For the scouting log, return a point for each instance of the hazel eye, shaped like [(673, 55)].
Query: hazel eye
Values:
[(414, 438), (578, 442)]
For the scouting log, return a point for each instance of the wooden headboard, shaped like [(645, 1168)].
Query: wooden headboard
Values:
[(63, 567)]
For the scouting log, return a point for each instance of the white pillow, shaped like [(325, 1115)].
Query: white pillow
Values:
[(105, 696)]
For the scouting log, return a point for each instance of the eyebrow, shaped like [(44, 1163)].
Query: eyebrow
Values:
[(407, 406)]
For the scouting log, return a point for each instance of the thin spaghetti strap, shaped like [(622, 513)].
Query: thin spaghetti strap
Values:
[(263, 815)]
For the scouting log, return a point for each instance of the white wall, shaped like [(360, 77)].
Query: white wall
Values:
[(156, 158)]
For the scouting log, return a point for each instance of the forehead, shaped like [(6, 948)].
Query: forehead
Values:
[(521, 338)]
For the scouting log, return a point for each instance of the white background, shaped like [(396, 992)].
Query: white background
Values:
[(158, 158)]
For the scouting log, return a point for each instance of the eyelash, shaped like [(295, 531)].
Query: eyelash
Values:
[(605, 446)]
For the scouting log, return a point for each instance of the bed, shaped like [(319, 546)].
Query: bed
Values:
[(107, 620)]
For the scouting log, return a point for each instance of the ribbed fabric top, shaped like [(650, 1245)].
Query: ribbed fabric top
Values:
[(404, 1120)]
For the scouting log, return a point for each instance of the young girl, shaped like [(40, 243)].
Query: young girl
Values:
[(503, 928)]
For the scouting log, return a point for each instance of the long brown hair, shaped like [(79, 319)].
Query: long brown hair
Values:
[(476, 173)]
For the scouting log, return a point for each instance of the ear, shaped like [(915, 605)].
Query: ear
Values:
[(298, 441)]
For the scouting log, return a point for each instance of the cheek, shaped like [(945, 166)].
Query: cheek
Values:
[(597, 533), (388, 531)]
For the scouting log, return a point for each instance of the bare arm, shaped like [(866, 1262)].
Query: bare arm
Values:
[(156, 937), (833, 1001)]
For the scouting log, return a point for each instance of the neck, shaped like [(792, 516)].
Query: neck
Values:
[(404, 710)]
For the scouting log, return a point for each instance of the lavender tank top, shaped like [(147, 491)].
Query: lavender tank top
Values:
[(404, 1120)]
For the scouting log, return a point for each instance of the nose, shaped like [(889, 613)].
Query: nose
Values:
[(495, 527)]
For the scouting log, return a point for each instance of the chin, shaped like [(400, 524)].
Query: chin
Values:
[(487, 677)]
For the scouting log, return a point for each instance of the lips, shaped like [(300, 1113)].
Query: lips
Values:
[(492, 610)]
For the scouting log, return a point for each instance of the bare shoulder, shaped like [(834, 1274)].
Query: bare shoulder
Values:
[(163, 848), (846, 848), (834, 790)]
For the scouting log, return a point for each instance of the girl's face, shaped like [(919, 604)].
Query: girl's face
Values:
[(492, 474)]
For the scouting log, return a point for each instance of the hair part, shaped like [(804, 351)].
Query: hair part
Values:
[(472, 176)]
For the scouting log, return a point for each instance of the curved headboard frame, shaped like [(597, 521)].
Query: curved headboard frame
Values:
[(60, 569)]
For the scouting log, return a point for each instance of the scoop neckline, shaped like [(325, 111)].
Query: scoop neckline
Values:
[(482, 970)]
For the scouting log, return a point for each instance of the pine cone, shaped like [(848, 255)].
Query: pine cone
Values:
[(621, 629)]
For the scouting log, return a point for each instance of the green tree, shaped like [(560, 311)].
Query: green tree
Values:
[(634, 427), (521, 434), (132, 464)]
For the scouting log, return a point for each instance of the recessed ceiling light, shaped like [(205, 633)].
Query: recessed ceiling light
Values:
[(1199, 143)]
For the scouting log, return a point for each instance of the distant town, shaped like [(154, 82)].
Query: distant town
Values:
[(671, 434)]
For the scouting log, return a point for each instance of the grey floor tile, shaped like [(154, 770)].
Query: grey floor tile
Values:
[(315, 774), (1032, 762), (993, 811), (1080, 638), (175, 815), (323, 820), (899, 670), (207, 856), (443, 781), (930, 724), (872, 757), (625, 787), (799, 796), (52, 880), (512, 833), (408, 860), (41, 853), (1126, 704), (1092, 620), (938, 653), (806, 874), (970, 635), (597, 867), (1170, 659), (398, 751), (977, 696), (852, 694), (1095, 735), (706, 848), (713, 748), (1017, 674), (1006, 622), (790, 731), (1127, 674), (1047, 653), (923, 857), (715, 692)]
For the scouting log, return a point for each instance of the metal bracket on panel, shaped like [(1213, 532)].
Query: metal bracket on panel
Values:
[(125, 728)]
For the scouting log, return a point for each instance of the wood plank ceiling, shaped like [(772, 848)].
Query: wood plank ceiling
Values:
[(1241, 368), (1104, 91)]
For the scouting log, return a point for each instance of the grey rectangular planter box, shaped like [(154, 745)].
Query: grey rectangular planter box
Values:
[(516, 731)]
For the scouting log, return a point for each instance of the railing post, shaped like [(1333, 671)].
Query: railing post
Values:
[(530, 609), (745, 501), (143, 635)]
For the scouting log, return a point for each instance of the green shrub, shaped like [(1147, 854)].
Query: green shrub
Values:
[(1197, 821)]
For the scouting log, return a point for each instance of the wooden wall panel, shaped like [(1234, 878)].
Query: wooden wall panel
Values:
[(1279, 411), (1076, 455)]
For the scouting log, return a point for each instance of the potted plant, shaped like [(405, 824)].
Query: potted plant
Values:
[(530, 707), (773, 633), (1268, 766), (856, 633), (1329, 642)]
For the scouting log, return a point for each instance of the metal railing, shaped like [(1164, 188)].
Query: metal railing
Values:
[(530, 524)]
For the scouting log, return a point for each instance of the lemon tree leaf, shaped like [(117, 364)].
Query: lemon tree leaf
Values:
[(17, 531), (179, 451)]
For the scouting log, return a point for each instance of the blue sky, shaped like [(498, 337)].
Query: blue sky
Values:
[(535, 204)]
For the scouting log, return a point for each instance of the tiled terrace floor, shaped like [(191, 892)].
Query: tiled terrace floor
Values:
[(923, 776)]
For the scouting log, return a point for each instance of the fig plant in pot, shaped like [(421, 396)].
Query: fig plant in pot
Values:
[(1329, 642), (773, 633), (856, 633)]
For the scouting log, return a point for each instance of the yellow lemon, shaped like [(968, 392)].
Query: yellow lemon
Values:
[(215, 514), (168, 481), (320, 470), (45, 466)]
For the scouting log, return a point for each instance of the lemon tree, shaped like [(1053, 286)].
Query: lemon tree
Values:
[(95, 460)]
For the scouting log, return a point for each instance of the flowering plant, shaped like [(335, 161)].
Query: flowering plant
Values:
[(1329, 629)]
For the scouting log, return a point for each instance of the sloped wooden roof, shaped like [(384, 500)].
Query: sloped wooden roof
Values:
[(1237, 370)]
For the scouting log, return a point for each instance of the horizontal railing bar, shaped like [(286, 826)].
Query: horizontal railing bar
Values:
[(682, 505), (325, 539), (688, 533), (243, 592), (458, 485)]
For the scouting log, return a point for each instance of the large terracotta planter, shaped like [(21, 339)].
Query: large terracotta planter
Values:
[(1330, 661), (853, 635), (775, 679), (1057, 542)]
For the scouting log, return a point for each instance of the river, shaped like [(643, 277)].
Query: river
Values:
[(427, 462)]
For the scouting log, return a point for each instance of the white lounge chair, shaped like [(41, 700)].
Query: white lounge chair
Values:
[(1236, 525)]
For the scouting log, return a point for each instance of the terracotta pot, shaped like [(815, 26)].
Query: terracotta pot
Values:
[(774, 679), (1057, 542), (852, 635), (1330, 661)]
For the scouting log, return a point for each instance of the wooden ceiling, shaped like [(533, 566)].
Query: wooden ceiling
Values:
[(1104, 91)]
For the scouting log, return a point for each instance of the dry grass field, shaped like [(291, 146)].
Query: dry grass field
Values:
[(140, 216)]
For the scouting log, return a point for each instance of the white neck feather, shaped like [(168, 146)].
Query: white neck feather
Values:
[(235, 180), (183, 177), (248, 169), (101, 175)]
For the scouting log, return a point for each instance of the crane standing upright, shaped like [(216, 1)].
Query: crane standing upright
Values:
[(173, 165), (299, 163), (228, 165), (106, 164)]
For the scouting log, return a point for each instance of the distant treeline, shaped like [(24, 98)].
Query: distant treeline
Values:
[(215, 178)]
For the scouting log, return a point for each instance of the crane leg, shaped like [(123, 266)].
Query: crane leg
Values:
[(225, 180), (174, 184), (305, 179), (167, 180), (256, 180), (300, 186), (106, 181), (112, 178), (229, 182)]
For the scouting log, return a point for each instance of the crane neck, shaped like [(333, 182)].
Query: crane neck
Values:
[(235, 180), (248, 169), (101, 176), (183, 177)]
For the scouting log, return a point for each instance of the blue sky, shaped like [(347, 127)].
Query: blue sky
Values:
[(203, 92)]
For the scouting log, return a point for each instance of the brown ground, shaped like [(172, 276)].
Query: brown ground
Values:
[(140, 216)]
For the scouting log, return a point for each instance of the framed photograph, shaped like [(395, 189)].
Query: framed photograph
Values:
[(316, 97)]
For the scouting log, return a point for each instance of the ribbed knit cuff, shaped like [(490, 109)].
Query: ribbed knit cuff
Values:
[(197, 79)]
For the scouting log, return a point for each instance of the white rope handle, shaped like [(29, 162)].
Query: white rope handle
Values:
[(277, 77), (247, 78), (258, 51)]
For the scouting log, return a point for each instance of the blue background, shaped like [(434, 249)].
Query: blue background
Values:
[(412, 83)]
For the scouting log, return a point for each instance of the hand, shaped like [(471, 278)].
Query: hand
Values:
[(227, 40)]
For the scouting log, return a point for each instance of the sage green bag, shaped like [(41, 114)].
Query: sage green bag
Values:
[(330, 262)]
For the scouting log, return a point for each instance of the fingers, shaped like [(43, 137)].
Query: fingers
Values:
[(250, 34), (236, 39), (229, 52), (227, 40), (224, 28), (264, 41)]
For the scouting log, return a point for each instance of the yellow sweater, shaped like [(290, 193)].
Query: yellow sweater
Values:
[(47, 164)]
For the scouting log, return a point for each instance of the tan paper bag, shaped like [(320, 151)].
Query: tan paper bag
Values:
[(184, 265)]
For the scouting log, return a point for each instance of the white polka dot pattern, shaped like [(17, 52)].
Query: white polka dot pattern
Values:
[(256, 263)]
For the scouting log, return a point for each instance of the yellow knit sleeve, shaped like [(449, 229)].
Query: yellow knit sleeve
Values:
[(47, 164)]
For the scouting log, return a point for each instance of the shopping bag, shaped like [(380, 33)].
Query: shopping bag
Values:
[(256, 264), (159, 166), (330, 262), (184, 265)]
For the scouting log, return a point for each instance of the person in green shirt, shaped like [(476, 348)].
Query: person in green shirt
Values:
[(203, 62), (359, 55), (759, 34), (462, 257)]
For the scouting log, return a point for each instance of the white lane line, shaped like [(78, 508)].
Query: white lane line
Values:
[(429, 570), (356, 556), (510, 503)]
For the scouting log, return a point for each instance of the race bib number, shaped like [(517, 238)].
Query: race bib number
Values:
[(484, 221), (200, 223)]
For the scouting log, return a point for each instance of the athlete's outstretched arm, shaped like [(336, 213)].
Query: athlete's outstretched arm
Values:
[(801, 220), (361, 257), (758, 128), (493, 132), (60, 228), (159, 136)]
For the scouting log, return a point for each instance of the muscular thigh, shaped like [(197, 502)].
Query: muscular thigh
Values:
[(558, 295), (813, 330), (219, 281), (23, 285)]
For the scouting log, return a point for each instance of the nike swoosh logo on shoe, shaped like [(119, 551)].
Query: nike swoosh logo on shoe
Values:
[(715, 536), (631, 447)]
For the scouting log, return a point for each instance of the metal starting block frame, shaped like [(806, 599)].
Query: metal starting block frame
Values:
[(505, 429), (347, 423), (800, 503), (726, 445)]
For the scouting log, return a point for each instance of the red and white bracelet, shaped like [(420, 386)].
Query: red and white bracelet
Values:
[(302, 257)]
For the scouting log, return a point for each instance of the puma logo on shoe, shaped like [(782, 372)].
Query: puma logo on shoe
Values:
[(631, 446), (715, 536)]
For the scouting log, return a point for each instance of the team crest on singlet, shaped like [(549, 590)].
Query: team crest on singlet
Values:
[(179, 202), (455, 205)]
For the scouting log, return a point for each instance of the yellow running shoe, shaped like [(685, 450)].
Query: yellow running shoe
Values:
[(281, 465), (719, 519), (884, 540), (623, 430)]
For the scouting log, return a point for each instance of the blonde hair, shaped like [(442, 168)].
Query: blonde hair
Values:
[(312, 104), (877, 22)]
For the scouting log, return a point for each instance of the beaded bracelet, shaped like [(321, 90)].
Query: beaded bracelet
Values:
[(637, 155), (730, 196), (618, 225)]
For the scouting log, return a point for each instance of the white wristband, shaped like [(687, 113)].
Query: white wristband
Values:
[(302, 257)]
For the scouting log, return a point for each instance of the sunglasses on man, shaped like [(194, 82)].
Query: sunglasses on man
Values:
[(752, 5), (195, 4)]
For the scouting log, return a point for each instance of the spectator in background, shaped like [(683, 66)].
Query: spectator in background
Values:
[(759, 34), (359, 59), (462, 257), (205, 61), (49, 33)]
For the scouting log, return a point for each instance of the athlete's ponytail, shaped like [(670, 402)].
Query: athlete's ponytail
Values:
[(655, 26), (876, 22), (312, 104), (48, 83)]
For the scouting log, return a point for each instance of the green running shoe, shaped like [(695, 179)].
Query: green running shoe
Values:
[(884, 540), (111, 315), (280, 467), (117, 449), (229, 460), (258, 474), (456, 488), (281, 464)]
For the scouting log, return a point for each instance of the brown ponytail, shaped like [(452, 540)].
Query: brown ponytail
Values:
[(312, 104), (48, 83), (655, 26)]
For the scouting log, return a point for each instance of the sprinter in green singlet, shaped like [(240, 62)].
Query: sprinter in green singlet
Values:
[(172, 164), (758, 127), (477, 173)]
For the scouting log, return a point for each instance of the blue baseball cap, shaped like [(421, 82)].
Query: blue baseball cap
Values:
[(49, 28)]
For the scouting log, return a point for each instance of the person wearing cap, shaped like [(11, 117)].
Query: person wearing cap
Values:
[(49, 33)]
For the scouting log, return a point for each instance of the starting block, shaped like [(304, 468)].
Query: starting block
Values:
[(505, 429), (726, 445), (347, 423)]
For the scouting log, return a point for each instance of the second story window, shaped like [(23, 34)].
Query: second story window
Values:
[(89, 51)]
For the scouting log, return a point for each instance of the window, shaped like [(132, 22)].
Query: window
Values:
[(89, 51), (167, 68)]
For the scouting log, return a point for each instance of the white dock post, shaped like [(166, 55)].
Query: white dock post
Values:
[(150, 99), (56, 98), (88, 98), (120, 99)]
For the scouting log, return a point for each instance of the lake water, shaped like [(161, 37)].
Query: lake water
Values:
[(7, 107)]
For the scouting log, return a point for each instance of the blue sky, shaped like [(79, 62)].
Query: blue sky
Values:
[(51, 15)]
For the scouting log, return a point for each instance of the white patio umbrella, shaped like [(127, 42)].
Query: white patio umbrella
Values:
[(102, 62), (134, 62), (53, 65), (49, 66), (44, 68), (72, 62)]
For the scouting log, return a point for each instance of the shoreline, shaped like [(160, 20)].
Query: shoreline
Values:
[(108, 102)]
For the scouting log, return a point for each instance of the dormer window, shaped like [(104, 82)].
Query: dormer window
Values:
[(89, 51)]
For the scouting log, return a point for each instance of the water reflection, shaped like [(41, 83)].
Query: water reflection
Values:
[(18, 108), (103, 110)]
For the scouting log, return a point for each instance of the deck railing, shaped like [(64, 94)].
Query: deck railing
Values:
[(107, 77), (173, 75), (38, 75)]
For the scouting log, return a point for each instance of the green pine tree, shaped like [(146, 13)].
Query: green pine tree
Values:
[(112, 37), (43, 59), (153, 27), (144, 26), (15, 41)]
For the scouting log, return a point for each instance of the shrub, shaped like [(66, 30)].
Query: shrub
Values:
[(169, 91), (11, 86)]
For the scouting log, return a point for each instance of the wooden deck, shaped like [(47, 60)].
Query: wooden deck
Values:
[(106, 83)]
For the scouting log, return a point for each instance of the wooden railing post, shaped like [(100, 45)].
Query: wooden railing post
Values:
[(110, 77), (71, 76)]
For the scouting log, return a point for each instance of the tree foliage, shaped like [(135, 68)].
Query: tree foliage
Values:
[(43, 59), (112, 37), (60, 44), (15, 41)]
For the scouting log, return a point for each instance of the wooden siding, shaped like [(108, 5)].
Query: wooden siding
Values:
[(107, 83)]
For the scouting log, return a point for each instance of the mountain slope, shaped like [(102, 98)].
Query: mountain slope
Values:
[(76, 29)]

### Goal
Format the rows above as a JSON list of strings, one string per line, from the line containing "like [(405, 824)]." down through the line containing "[(215, 514), (168, 481), (320, 470), (45, 466)]", both lines included and blank lines left out.

### Full response
[
  "For the scouting log, return a point for each instance of the potted plant, shaped like [(405, 824)].",
  "Query: potted plant",
  "Values:",
  "[(530, 707), (773, 633), (1268, 766), (856, 633), (1329, 642)]",
  "For the scouting log, return a point for each instance of the metal railing, shaped like [(1164, 188)].",
  "Query: metal railing",
  "Values:",
  "[(530, 524)]",
  "For the scouting log, return a point for each instance of the lemon tree leaf, shaped like [(117, 364)].",
  "Query: lemon tree leaf",
  "Values:",
  "[(17, 531), (179, 451)]",
  "For the scouting log, return a point for each instance of the blue sky, shaped like [(498, 337)].",
  "Query: blue sky",
  "Values:",
  "[(535, 204)]",
  "For the scouting log, return a point for each instance of the tiled terrace floor, shaped like [(191, 892)].",
  "Query: tiled terrace floor",
  "Values:",
  "[(923, 776)]",
  "For the scouting log, return a point for each instance of the fig plant in pot, shaped like [(421, 396)].",
  "Query: fig plant in pot",
  "Values:",
  "[(1329, 642), (773, 633), (856, 633)]",
  "For the scouting log, return a point for each instance of the yellow lemon, shaped like [(968, 392)].",
  "Query: yellow lemon",
  "Values:",
  "[(215, 514), (168, 481), (320, 470), (45, 466)]"
]